(AVAILABLE DATA Opens)

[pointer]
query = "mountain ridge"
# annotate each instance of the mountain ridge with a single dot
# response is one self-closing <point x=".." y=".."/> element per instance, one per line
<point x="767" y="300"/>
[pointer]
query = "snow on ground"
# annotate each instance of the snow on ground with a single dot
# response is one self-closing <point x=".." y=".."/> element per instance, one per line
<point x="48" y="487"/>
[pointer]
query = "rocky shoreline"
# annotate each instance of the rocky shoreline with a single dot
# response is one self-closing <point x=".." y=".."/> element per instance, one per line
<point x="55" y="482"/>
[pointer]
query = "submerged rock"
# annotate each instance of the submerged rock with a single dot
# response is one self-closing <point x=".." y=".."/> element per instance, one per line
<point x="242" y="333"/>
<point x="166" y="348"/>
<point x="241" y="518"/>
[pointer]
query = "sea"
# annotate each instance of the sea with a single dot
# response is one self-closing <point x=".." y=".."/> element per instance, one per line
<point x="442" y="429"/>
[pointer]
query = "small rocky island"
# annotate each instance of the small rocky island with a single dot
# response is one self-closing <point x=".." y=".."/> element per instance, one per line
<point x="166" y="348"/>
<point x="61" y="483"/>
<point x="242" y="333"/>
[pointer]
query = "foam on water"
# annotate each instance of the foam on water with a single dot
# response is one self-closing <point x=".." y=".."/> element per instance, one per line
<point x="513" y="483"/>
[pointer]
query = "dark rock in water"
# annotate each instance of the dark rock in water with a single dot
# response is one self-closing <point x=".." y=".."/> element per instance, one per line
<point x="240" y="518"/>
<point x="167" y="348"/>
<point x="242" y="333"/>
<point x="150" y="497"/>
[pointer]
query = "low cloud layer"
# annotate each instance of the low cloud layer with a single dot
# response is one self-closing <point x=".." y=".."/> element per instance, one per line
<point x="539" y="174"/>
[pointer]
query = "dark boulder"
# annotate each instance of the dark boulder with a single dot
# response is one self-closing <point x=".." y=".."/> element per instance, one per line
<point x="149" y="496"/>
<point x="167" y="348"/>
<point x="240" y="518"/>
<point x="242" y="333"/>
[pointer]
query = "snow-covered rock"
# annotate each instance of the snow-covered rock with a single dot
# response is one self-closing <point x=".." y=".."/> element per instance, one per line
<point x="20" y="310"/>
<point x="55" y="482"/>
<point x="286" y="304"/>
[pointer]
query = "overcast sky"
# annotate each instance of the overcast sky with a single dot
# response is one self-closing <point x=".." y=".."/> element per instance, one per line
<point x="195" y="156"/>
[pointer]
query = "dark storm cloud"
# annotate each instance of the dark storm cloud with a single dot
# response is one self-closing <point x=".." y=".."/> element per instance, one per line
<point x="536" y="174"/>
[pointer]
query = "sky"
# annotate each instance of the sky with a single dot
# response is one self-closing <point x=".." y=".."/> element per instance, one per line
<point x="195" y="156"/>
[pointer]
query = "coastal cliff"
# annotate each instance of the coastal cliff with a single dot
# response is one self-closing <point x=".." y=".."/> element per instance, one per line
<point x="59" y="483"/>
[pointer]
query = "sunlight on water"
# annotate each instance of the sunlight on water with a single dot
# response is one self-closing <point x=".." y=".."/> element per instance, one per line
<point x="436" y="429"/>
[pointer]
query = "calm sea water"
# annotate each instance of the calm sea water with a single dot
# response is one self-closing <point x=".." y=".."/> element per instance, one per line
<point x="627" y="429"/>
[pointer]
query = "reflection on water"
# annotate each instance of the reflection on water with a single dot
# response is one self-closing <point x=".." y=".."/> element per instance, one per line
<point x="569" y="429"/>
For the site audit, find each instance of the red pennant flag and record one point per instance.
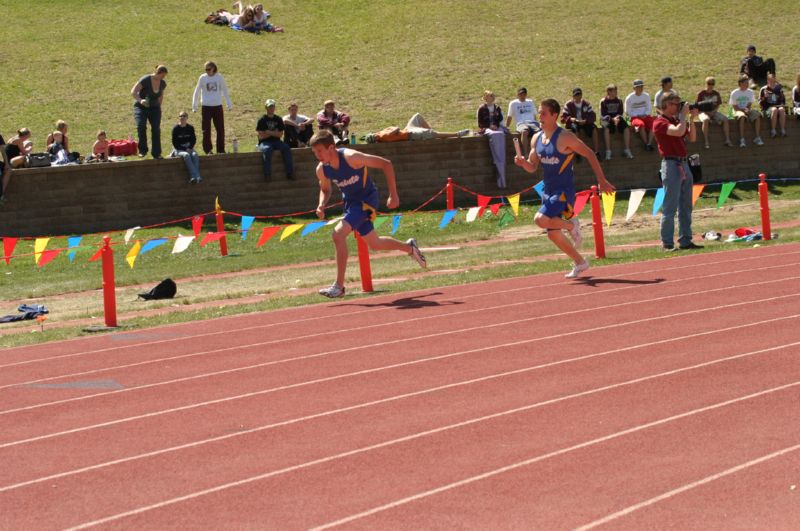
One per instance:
(212, 237)
(47, 256)
(197, 225)
(8, 248)
(580, 201)
(266, 234)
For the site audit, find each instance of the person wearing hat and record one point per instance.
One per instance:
(270, 130)
(639, 111)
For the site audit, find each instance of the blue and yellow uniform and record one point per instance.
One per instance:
(358, 191)
(558, 198)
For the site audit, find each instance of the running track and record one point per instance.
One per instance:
(662, 394)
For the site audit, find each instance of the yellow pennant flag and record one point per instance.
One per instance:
(291, 229)
(608, 205)
(133, 253)
(38, 248)
(513, 200)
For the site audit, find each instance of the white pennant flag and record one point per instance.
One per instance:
(634, 202)
(472, 214)
(182, 243)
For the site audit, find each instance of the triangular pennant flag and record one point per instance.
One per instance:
(211, 237)
(291, 229)
(247, 222)
(197, 225)
(47, 257)
(39, 245)
(8, 249)
(634, 201)
(152, 244)
(266, 234)
(133, 253)
(658, 201)
(580, 201)
(182, 243)
(727, 188)
(513, 200)
(697, 189)
(311, 227)
(608, 205)
(72, 243)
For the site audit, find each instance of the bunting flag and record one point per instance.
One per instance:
(634, 201)
(8, 248)
(727, 188)
(266, 234)
(658, 201)
(47, 257)
(72, 244)
(312, 227)
(133, 253)
(152, 244)
(197, 225)
(513, 200)
(247, 222)
(608, 206)
(697, 189)
(182, 243)
(39, 245)
(580, 201)
(447, 218)
(290, 229)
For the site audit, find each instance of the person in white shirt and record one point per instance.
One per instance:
(210, 90)
(522, 111)
(639, 110)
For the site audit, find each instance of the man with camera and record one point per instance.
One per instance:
(671, 129)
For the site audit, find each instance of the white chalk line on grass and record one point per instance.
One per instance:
(412, 394)
(687, 487)
(465, 481)
(357, 312)
(481, 327)
(379, 325)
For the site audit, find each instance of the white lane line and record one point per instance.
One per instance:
(413, 394)
(384, 324)
(481, 327)
(688, 486)
(229, 331)
(455, 484)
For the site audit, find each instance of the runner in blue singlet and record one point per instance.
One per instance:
(555, 149)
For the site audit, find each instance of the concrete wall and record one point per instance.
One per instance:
(116, 196)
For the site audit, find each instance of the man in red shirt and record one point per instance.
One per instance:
(671, 130)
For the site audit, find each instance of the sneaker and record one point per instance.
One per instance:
(575, 232)
(416, 254)
(335, 291)
(577, 269)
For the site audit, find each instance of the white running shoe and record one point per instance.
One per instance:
(416, 254)
(577, 269)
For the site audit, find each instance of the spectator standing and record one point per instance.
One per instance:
(672, 128)
(710, 95)
(773, 104)
(183, 141)
(210, 90)
(523, 111)
(639, 110)
(270, 130)
(149, 94)
(490, 123)
(741, 101)
(613, 121)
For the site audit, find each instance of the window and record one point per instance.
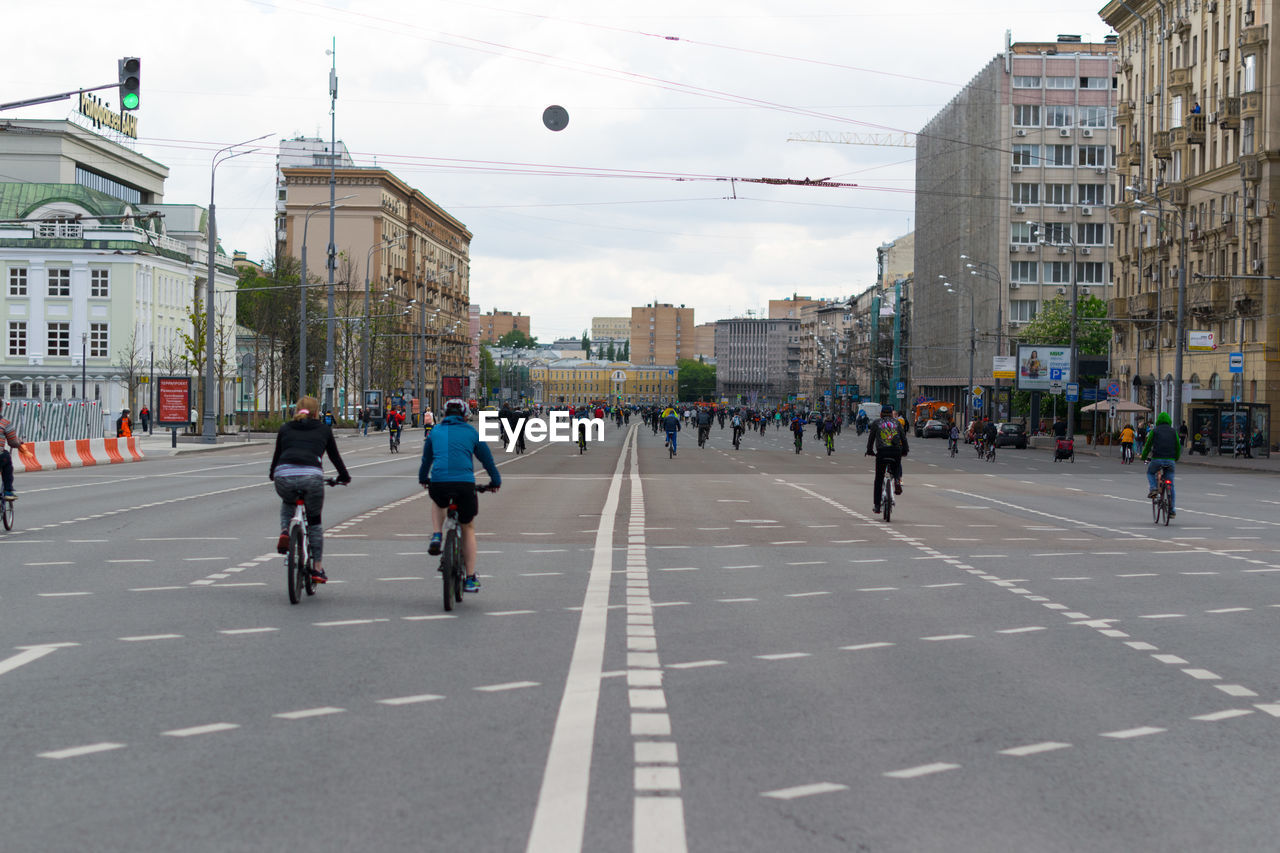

(AVAILABLE DATA Closes)

■ PROBLEM
Transcribe the records above exactly, omitting every picture they contain.

■ ANSWER TO THIS EXERCISE
[pointer]
query = "mountain ridge"
# annotate each instance of the mountain ridge with a single dot
# response is one self-closing <point x=".." y=".."/> element per instance, one per line
<point x="767" y="300"/>
[pointer]
query = "snow on ground"
# annotate each instance of the snow on ground with a single dot
# response is one self-closing <point x=".." y=".."/> element per instance, one per line
<point x="48" y="487"/>
[pointer]
query = "rocky shoreline"
# annotate each instance of the rocky shoreline with a single dot
# response is one self-closing <point x=".." y=".."/> element per instance, one per line
<point x="55" y="482"/>
[pointer]
query = "submerged rock"
# annotate each instance of the submerged rock with a single dot
# response is one self-closing <point x=".." y=".."/> element per instance, one per line
<point x="242" y="333"/>
<point x="166" y="348"/>
<point x="241" y="518"/>
[pointer]
query = "sea"
# annotate each instance of the sea with a single dot
# response is one self-closing <point x=".." y=".."/> element per instance, one per line
<point x="442" y="429"/>
[pointer]
query = "small rocky island"
# annotate each instance of the small rocky island with a single dot
# response is one self-closing <point x=".." y=".."/> element per instance, one per line
<point x="166" y="348"/>
<point x="61" y="483"/>
<point x="242" y="333"/>
[pointer]
query = "foam on water"
# annotate each instance of the foam on water with a single dot
# response is one self-closing <point x=".." y=".."/> element per instance, one per line
<point x="513" y="483"/>
[pointer]
query = "dark rock in water"
# annotate each instance of the dark rock in water with a single dot
# response is one self-closing <point x=".." y=".."/> element per instance, one per line
<point x="240" y="518"/>
<point x="167" y="348"/>
<point x="242" y="333"/>
<point x="150" y="497"/>
[pointer]
query = "low cloud layer"
# annotate each instance of the low cloud layer with a single dot
# response is one self-closing <point x=".." y=".."/> element per instance, one per line
<point x="539" y="174"/>
[pointer]
query = "dark boulder"
# annotate each instance of the dark boulder with a single dot
# response is one self-closing <point x=".." y=".."/> element per instance, one per line
<point x="149" y="496"/>
<point x="167" y="348"/>
<point x="240" y="518"/>
<point x="242" y="333"/>
[pointer]
query = "snow-covered rock"
# annotate each instance of the snow-covered rock with a single dot
# response is one self-closing <point x=".." y=".."/> element per instance, one per line
<point x="20" y="310"/>
<point x="55" y="482"/>
<point x="286" y="304"/>
[pointer]
query = "overcast sky"
# annotate each instance of the overcast sky with a single dot
# response is one self-closing <point x=".." y=".."/> element per instance, one per line
<point x="195" y="156"/>
[pointer]
query = "dark storm cloud"
# annotate each instance of the dark storm cloud with a single dot
# response is one self-closing <point x=".." y=".."/> element per instance, one per line
<point x="536" y="174"/>
[pointer]
query = "sky"
# annotate each instance of the sky with a single dot
# response is one self-closing <point x=".." y=".."/> element per instance, one per line
<point x="195" y="156"/>
[pointer]
query = "coastal cliff"
# annotate each instance of the coastal cliff with a single dot
# response is one self-closing <point x=".." y=".."/> element per instance, one per line
<point x="59" y="483"/>
[pointer]
query = "sunlight on water"
# annotate each instance of the sunlight on water with a single dot
# response is one self-closing <point x=".." y=".."/> element per instance, one per line
<point x="436" y="429"/>
[pointer]
query = "calm sea water"
# annotate each instance of the calm sea water with a single dot
# response is one self-closing <point x=".." y=".."/> element per instance, one per line
<point x="627" y="429"/>
[pointer]
query = "reflection on water"
# annotate each instance of the reflection on water with a single dot
# response is one self-closing <point x=".." y=".."/> element per instance, one per line
<point x="569" y="429"/>
For the site audit, find each instance of the red pennant flag and record one point per instance.
One per instance:
(212, 237)
(47, 256)
(197, 225)
(8, 248)
(580, 201)
(266, 234)
For the site audit, find each instance of the person wearing hat and record one point per instance.
One per instance:
(270, 130)
(639, 111)
For the site audit, find each instance of the blue and yellow uniform and record one point per instance.
One per instance:
(358, 191)
(558, 198)
For the site audit, find each instance of the running track and record one point per instance.
One per instance:
(662, 394)
For the site audit, find each instance of the yellow pennant flag and record one point per instance.
One per instance:
(291, 229)
(608, 205)
(133, 253)
(38, 248)
(513, 200)
For the site audit, find each instance of the white pennant flag and record one point per instance.
One per instance:
(634, 202)
(472, 214)
(182, 243)
For the site audit, find each instance of the triangular pennant flag and record one point per instance.
One per instance:
(211, 237)
(291, 229)
(247, 222)
(197, 225)
(47, 257)
(39, 245)
(8, 249)
(634, 201)
(152, 244)
(266, 234)
(133, 253)
(658, 201)
(580, 201)
(182, 243)
(727, 188)
(513, 200)
(697, 189)
(311, 227)
(608, 205)
(72, 243)
For the site audit, find each instance of the bunting flag and record one point per instance.
One per instance:
(634, 201)
(8, 248)
(727, 188)
(266, 234)
(658, 201)
(47, 257)
(72, 244)
(312, 227)
(133, 253)
(152, 244)
(197, 225)
(513, 200)
(247, 222)
(608, 206)
(697, 189)
(182, 243)
(39, 245)
(580, 201)
(447, 218)
(290, 229)
For the site audit, find each instance of the person in white shirt and record one point per instance.
One per instance:
(210, 90)
(522, 111)
(639, 110)
For the site audit, find each instance of the man with camera and record one point per instance.
One per instance:
(671, 129)
For the site audit, find each instance of the white chalk line on grass and record one point per instance.
One per instance:
(412, 394)
(687, 487)
(465, 481)
(357, 312)
(481, 327)
(379, 325)
For the site audit, find each instance of the white lane line and record one point per instance.
One per instance:
(413, 394)
(384, 324)
(481, 327)
(688, 486)
(229, 331)
(455, 484)
For the site audit, find each instance of the runner in blue singlet and record one point per instance.
One per instance:
(555, 149)
For the site audit, find each instance of the concrete wall and record one point per instance.
One per instance:
(116, 196)
For the site audit, find each instance of the man in red shirt and record one point per instance.
One per instance:
(671, 130)
For the site audit, find each instance of the sneaker and record one point per instance.
One per instance:
(575, 232)
(416, 254)
(335, 291)
(577, 269)
For the site audit, find each instance of the white running shoe and record one point per instance.
One per instance:
(416, 254)
(577, 269)
For the site audit, find each instance of the spectator standing and record one point per instance.
One per instance:
(672, 128)
(710, 95)
(773, 104)
(183, 141)
(210, 90)
(523, 111)
(639, 110)
(270, 130)
(149, 94)
(490, 123)
(741, 101)
(613, 121)
For the site audit, find each instance of the window and record one point per instance.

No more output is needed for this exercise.